* What you are asked to do: Keeping every line intact, repeat the data word for word.
::: Supplied records
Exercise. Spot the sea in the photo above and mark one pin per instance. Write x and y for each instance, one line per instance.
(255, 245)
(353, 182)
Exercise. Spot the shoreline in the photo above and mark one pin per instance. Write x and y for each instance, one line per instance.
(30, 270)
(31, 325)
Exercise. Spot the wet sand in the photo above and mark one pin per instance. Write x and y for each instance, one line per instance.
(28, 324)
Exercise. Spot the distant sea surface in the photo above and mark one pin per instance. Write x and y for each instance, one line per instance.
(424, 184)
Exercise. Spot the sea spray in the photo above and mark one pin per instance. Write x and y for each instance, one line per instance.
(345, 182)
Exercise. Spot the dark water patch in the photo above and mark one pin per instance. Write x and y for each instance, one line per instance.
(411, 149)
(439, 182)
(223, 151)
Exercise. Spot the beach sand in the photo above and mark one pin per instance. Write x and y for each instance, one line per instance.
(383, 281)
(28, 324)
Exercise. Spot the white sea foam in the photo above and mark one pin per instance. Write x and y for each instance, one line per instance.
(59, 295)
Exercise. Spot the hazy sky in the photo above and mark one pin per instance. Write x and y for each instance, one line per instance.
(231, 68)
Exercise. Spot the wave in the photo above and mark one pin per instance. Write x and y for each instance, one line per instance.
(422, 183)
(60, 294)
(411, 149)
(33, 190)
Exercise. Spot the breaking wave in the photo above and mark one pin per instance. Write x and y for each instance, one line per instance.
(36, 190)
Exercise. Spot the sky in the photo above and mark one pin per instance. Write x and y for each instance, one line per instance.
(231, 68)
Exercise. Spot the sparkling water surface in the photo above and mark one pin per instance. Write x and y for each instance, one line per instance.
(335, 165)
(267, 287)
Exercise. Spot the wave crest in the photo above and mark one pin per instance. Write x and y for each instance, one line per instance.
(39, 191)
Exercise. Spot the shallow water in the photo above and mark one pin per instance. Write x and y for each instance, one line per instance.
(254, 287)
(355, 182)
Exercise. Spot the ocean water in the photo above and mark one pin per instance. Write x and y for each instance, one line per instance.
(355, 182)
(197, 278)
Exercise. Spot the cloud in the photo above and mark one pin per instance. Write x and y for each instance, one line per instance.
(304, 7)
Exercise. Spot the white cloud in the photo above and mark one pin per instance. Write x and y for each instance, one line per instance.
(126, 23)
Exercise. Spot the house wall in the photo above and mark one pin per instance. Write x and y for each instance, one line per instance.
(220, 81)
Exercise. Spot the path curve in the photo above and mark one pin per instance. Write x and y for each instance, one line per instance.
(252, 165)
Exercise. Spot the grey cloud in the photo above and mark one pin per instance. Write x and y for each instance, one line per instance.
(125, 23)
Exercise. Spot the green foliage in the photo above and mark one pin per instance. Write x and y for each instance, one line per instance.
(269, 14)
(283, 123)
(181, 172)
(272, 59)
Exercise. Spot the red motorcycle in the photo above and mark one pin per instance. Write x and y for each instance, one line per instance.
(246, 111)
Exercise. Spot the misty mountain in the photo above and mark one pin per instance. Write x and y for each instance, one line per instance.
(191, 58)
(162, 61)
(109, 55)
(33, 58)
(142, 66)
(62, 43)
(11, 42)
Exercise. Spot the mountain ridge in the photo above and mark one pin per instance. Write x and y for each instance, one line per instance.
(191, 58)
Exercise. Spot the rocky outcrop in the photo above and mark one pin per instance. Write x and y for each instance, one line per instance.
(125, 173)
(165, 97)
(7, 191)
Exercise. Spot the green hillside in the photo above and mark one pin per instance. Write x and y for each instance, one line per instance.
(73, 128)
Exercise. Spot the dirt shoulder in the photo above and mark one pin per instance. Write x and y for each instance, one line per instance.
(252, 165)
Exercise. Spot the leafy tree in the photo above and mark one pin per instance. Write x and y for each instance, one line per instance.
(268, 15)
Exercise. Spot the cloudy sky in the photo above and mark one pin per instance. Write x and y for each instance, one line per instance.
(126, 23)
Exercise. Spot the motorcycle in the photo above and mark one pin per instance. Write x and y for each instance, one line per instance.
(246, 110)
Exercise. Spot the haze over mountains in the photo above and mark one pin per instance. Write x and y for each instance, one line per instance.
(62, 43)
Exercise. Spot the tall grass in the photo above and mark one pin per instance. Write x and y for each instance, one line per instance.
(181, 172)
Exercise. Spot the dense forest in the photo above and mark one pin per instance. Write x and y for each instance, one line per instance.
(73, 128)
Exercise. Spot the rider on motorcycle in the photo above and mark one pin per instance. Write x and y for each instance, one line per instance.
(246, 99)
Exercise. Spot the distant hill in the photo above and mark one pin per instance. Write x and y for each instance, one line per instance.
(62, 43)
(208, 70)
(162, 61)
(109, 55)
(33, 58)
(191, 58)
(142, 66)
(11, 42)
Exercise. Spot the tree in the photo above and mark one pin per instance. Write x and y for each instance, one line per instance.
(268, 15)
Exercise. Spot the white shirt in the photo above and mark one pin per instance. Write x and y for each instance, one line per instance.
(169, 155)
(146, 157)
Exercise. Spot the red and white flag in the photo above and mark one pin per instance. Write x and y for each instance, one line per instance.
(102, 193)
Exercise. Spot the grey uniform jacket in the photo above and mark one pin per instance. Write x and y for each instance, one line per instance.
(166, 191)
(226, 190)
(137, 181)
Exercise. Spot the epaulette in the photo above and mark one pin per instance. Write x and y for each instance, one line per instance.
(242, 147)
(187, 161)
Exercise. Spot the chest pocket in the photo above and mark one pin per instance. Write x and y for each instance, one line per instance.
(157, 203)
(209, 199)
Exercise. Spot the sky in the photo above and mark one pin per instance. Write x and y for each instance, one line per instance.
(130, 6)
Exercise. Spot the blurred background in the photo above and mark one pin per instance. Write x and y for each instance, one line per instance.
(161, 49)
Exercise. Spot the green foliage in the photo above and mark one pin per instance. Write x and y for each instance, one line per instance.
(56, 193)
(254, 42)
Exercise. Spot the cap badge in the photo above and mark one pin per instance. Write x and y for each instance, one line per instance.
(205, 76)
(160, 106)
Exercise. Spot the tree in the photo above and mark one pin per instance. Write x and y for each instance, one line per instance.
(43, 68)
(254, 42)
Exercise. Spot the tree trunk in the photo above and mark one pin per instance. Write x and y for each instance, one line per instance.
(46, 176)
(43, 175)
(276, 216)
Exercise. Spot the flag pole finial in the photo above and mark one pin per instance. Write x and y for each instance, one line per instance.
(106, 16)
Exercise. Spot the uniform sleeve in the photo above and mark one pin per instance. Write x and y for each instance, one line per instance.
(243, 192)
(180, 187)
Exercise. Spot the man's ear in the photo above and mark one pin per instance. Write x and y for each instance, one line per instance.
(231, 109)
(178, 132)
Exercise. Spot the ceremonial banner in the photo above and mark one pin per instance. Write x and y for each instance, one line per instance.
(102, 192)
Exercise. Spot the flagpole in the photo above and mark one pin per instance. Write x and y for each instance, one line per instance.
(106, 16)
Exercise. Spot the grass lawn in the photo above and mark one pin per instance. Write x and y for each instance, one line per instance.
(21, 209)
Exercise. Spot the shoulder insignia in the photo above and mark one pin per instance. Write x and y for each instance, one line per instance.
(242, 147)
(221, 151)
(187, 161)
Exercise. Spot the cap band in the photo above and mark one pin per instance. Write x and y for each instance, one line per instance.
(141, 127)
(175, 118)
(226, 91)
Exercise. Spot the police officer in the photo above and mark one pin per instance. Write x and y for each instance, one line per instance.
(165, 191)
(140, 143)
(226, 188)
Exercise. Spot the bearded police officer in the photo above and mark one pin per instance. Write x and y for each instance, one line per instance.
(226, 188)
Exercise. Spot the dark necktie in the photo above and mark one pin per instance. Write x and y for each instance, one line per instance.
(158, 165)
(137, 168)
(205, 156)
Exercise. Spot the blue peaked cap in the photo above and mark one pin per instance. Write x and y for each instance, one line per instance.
::::::
* Response box:
Exercise. Spot the sea in the photo above and mark one pin per instance. Write x and y for each instance, one line per instance.
(255, 245)
(353, 182)
Exercise. Spot the shoreline in the photo above and mark one pin per instance. Write x and y for each instance, one line per instance.
(30, 270)
(31, 325)
Exercise. Spot the wet sand in the photo above and mark one pin per instance. Write x and y for each instance, one line per instance.
(28, 324)
Exercise. Spot the distant sea surface in the photo above and mark one pin per instance. Write x and y for each instance, one line per instance.
(424, 184)
Exercise. Spot the sea spray in the photo above and mark one pin per instance. Write x and y for each instance, one line per instance.
(345, 182)
Exercise. Spot the dark water patch in the photo above and mark one pin per instance. Write x and y for each instance, one line per instance.
(411, 149)
(439, 182)
(223, 151)
Exercise. Spot the beach sand in the photo above and mark one pin per instance. Write x and y for each instance, one line per instance.
(383, 281)
(28, 324)
Exercise. Spot the white sea foam in the photo above and mark one pin per instance. Write x and y for each instance, one line per instance.
(59, 295)
Exercise. Spot the hazy sky in the photo above and mark one pin per instance. Write x and y for each instance, one line per instance.
(231, 68)
Exercise. Spot the wave in the photo above and mark one pin per instance. Write x and y for each instance, one line per instance.
(422, 183)
(60, 294)
(411, 149)
(33, 190)
Exercise. Spot the breaking wave in the photo above and mark one pin per instance. Write x and y for each instance, one line per instance.
(36, 190)
Exercise. Spot the sky in the photo above and mark one pin per instance. Write x and y for each instance, one line per instance.
(231, 68)
Exercise. Spot the sparkling water surface in the photo above and mark one pin per instance. Write x and y for each instance, one line per instance.
(335, 165)
(267, 287)
Exercise. Spot the wave crest in the photo above and mark one pin per instance. Write x and y for each instance, one line per instance.
(39, 191)
Exercise. Spot the shallow water in the photo above and mark one pin per instance. Write x and y for each instance, one line per instance.
(254, 287)
(355, 182)
Exercise. Spot the ocean water in the photo above and mark one pin per instance. Write x and y for each instance, one line per instance.
(355, 182)
(197, 278)
Exercise. Spot the cloud in the photo above and mark one pin per instance. Write x and y for each instance, one line per instance.
(304, 7)
Exercise. Spot the white cloud in the photo above and mark one pin per instance. Write x and y for each instance, one line per instance.
(126, 23)
Exercise. Spot the house wall in the photo above and mark one pin per instance. Write x and y for each instance, one line per instance.
(220, 81)
Exercise. Spot the path curve in the photo above and mark one pin per instance. Write x and y for each instance, one line per instance.
(252, 165)
Exercise. Spot the grey cloud in the photo above and mark one pin per instance. Write x and y for each instance, one line per instance.
(125, 23)
Exercise. Spot the green foliage in the photo above and mark one pin per instance. Write x and y for each instance, one line per instance.
(269, 14)
(283, 123)
(181, 172)
(272, 59)
Exercise. Spot the red motorcycle in the photo above and mark one pin per instance. Write x and y for each instance, one line per instance.
(246, 111)
Exercise. Spot the misty mountain in the photo above and mark one pin per instance. Write x and y for each instance, one line per instance.
(191, 58)
(162, 61)
(109, 55)
(33, 58)
(142, 66)
(62, 43)
(11, 42)
Exercise. Spot the mountain ridge in the photo above and mark one pin per instance. Write x and y for each instance, one line per instance.
(191, 58)
Exercise. Spot the rocky outcrop in the photo above and mark one pin per instance. Write x and y for each instance, one line per instance.
(125, 173)
(165, 97)
(7, 191)
Exercise. Spot the green hillside in the photo above and mark one pin per instance. Write x and y for each instance, one line per instance.
(73, 128)
Exercise. Spot the dirt shoulder in the photo above and mark one pin per instance. Write x and y for each instance, one line per instance.
(252, 165)
Exercise. Spot the leafy tree in the photo above and mark one pin per instance. Write x and y for each instance, one line per instance.
(268, 15)
Exercise. Spot the cloudy sky in the photo above and mark one pin per instance. Write x and y for each instance, one line per instance.
(126, 23)
Exercise. Spot the motorcycle in the photo above and mark one pin per instance. Write x and y for each instance, one line per instance.
(246, 110)
Exercise. Spot the haze over mountains in the photo above and mark one pin per instance. Write x and y for each instance, one line per instance.
(62, 43)
Exercise. Spot the tall grass in the photo above and mark one pin per instance. Write x and y for each instance, one line per instance.
(181, 172)
Exercise. Spot the dense forest in the photo above and mark one pin per instance. Write x and y for each instance, one line per instance.
(73, 128)
Exercise. Spot the rider on motorcycle in the photo above and mark one pin per instance. Write x and y for each instance, one line per instance.
(246, 99)
Exercise. Spot the distant hill in the photo above and mark one pin per instance. Write x and y for each instance, one line per instance.
(62, 43)
(208, 70)
(162, 61)
(109, 55)
(33, 58)
(191, 58)
(142, 66)
(11, 42)
Exercise. Spot the tree in the photo above and mark one pin per instance. Write x and y for each instance, one line per instance.
(268, 15)
Exercise. Spot the white shirt in the photo above and mark one pin per instance. Write x and y for each instance, one line per instance.
(169, 155)
(146, 157)
Exercise. Spot the red and white flag in the photo above and mark one pin per instance. Write x and y for each instance, one line per instance.
(102, 193)
Exercise. Spot the grey uniform jacket in the photo above and mark one pin per instance. Write x and y for each instance, one line per instance.
(166, 191)
(226, 190)
(137, 181)
Exercise. Spot the epaulette in the photo above and mark one pin per instance. Write x and y for each instance, one line per instance.
(242, 147)
(187, 161)
Exercise. Spot the chest pocket in the photo above and mark one pin per instance. Write x and y for each instance, one line per instance.
(157, 203)
(209, 199)
Exercise. Spot the sky in the photo above and mark one pin per instance. Write x and y for each instance, one line per instance.
(130, 6)
Exercise. Spot the blurred background in the photo above and mark one pin per instance. Write x and y for each instance, one line per instance.
(161, 49)
Exercise. Spot the green foliage in the photo above and mark one pin per instance. Write x and y for each instance, one line per instance.
(56, 193)
(254, 42)
Exercise. Spot the cap badge in the photo above and mark one pin per instance. Write x and y for each instance, one line per instance.
(205, 76)
(160, 106)
Exercise. Spot the tree in the photo above and mark one pin per instance. Write x and y for each instance, one line per instance.
(43, 68)
(254, 42)
Exercise. Spot the tree trunk in the photo above and mark one pin per instance. Write x and y for each instance, one line per instance.
(46, 176)
(43, 175)
(276, 216)
Exercise. Spot the flag pole finial in the photo above and mark one pin per instance. Write x and y for each instance, one line per instance.
(106, 16)
Exercise. Spot the uniform sleeve in the photo above and mark one pin per instance. Write x and y for each instance, one line per instance.
(243, 192)
(180, 187)
Exercise. Spot the man's ear in the photo above and mark one pin per instance. Write x and y for each instance, one line per instance.
(231, 109)
(178, 132)
Exercise. Spot the ceremonial banner in the photo above and mark one pin per instance. Write x and y for each instance, one line per instance.
(102, 192)
Exercise. Spot the flagpole in the photo above and mark one pin per instance. Write x and y for each instance, one line per instance.
(106, 16)
Exercise. Spot the grass lawn in the photo above and mark one pin per instance. Write x and y for each instance, one line per instance.
(21, 209)
Exercise. Spot the shoulder insignia in the photo above and mark one pin per instance. Write x and y for each instance, one line per instance.
(242, 147)
(221, 151)
(187, 161)
Exercise. Spot the cap band in the photo above and mark one pin per instance. Write x and y for each instance, one line per instance.
(141, 127)
(175, 118)
(226, 91)
Exercise. Spot the police officer in the photo above and mark one pin per instance. Write x and y for each instance, one line per instance.
(165, 191)
(140, 143)
(226, 188)
Exercise. Spot the bearded police officer in the photo above and mark one pin per instance. Write x and y for each instance, one line per instance.
(226, 188)
Exercise. Spot the dark necktie in the photo above and mark one pin per instance. Write x and y for each instance, one line per instance.
(158, 165)
(137, 168)
(205, 156)
Exercise. Spot the blue peaked cap in the photo above and mark one pin per instance. Write x and y for each instance, one line per instance.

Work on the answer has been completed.